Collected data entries

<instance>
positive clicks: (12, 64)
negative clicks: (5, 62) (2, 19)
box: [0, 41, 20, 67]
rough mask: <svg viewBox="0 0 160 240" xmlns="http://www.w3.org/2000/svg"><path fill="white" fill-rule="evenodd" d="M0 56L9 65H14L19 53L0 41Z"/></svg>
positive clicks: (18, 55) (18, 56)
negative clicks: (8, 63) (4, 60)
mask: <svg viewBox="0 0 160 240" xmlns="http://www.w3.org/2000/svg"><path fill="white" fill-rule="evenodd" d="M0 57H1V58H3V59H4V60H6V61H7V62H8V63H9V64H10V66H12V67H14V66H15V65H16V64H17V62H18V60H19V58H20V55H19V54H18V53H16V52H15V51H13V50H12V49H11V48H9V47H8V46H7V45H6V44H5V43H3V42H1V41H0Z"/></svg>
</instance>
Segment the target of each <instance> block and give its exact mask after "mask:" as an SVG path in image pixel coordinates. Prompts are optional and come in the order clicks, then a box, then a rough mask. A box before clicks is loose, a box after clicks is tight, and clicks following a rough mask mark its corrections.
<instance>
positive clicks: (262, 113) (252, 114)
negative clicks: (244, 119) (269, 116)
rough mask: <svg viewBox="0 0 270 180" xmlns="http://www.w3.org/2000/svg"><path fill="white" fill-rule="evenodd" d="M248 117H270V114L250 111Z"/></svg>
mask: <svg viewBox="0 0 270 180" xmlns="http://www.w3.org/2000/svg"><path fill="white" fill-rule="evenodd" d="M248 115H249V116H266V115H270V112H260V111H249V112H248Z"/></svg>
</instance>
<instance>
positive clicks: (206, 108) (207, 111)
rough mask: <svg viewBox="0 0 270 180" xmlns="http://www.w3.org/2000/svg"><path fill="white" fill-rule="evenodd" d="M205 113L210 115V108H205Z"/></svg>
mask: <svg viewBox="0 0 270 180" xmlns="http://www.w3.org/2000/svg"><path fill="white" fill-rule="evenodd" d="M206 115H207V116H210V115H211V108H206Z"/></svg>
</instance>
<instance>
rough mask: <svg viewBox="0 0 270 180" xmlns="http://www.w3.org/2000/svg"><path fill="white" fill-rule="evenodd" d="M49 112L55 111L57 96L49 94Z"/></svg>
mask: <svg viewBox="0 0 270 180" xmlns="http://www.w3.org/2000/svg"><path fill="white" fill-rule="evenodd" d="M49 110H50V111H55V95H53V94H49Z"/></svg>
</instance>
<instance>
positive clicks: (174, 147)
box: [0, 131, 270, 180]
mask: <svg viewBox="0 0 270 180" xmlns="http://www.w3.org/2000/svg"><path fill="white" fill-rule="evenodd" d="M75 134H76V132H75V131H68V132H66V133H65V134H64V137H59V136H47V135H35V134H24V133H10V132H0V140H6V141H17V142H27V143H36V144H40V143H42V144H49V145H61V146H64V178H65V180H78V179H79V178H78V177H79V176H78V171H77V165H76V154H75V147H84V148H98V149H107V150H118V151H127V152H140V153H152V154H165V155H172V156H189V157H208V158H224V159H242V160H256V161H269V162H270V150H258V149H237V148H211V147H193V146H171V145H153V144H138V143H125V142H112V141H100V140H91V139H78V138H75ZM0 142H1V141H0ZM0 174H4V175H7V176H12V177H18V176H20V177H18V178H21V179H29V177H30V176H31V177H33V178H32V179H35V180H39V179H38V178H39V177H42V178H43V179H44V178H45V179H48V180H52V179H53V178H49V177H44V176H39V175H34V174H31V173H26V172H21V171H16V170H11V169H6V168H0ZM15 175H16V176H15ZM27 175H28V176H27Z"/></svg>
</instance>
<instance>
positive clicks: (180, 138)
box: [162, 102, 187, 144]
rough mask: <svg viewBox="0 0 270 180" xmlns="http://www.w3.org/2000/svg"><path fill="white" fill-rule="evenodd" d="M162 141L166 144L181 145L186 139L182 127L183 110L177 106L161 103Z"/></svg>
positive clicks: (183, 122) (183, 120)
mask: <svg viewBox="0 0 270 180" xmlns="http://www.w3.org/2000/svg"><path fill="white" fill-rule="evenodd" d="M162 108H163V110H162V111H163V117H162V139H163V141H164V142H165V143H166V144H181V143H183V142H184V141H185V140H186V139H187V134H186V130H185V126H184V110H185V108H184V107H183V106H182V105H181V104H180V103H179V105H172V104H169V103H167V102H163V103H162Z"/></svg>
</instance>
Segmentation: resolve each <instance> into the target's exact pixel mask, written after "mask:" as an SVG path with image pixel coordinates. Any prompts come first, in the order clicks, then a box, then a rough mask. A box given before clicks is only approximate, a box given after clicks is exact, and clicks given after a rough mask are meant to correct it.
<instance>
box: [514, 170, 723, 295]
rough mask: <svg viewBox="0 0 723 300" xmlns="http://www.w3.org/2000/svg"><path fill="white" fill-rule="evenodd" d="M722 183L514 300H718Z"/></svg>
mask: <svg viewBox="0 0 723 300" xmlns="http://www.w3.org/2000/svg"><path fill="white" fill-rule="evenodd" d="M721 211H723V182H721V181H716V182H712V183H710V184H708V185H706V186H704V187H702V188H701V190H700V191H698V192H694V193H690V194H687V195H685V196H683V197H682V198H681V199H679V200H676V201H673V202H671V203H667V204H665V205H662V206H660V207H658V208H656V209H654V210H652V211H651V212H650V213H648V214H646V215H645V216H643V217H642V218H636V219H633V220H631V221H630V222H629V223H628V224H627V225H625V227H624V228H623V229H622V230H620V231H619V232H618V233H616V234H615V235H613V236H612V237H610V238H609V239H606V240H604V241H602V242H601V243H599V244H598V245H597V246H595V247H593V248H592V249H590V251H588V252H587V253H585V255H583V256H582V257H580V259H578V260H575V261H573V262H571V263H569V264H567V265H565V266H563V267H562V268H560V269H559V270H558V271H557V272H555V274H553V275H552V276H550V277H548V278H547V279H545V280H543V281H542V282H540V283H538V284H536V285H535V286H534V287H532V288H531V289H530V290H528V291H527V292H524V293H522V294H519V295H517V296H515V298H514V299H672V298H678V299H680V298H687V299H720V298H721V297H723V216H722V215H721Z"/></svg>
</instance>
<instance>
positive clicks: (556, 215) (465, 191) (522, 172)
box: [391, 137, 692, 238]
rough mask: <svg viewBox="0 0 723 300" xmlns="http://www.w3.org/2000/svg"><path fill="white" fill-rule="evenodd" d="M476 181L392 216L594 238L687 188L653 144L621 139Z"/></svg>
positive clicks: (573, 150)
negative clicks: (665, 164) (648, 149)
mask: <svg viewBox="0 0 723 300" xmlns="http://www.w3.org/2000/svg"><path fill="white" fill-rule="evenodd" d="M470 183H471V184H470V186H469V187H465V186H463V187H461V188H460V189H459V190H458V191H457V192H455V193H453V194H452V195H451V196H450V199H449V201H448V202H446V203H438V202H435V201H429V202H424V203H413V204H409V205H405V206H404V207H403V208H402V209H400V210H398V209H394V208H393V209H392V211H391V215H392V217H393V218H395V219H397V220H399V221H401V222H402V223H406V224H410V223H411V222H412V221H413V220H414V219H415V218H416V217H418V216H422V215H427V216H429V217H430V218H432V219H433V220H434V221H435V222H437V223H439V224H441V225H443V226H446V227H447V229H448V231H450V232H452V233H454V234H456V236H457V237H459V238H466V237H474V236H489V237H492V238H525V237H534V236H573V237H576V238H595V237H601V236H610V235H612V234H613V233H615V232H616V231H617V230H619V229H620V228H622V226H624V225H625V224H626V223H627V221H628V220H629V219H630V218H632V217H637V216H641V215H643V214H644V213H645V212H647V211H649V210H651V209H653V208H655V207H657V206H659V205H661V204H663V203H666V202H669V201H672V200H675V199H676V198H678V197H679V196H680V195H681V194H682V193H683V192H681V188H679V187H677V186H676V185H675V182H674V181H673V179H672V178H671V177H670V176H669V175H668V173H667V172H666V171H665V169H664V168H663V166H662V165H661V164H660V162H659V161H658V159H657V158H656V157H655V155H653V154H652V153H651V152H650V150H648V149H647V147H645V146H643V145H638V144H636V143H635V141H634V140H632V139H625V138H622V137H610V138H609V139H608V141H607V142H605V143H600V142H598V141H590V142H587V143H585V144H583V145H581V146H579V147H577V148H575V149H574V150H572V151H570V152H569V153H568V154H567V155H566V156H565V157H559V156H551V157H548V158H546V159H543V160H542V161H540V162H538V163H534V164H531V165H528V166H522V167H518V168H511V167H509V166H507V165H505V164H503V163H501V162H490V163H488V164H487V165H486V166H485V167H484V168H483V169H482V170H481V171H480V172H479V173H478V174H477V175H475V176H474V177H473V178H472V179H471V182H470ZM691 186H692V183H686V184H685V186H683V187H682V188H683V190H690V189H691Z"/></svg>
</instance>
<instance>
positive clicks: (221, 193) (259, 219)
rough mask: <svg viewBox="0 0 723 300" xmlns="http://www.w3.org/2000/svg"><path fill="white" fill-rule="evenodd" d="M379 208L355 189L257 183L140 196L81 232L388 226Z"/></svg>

**Work request**
Repeat exactly the lines above from the one with "positive clicks: (18, 55) (18, 56)" up to and including the one with "positive clicks: (174, 147)". No other line belongs in the reply.

**Output for this task**
positive clicks: (18, 55) (18, 56)
negative clicks: (8, 63) (4, 60)
mask: <svg viewBox="0 0 160 240" xmlns="http://www.w3.org/2000/svg"><path fill="white" fill-rule="evenodd" d="M0 57H1V58H3V59H4V60H6V61H7V62H8V63H9V64H10V66H12V67H14V66H15V65H16V64H17V62H18V60H19V58H20V55H19V54H18V53H16V52H15V51H13V50H12V49H11V48H9V47H8V46H7V45H6V44H5V43H3V42H1V41H0Z"/></svg>
</instance>
Segment the target of each <instance> block and give its exact mask after "mask:" as an SVG path in image pixel coordinates. Prompts are optional and come in the order clicks, then a box, then a rough mask. A box before clicks is loose, a box after clicks is tight, and clicks following a rough mask mark its corrections.
<instance>
positive clicks: (262, 113) (252, 114)
negative clicks: (244, 119) (269, 116)
rough mask: <svg viewBox="0 0 270 180" xmlns="http://www.w3.org/2000/svg"><path fill="white" fill-rule="evenodd" d="M248 117H270V114L250 111Z"/></svg>
mask: <svg viewBox="0 0 270 180" xmlns="http://www.w3.org/2000/svg"><path fill="white" fill-rule="evenodd" d="M248 115H249V116H266V115H270V112H260V111H249V112H248Z"/></svg>
</instance>
<instance>
positive clicks: (206, 108) (207, 111)
rough mask: <svg viewBox="0 0 270 180" xmlns="http://www.w3.org/2000/svg"><path fill="white" fill-rule="evenodd" d="M205 113L210 115V108H205Z"/></svg>
mask: <svg viewBox="0 0 270 180" xmlns="http://www.w3.org/2000/svg"><path fill="white" fill-rule="evenodd" d="M206 115H207V116H210V115H211V108H206Z"/></svg>
</instance>
<instance>
rough mask: <svg viewBox="0 0 270 180" xmlns="http://www.w3.org/2000/svg"><path fill="white" fill-rule="evenodd" d="M49 112L55 111L57 96L49 94Z"/></svg>
mask: <svg viewBox="0 0 270 180" xmlns="http://www.w3.org/2000/svg"><path fill="white" fill-rule="evenodd" d="M49 110H50V111H55V95H53V94H49Z"/></svg>
</instance>
<instance>
positive clicks: (174, 147)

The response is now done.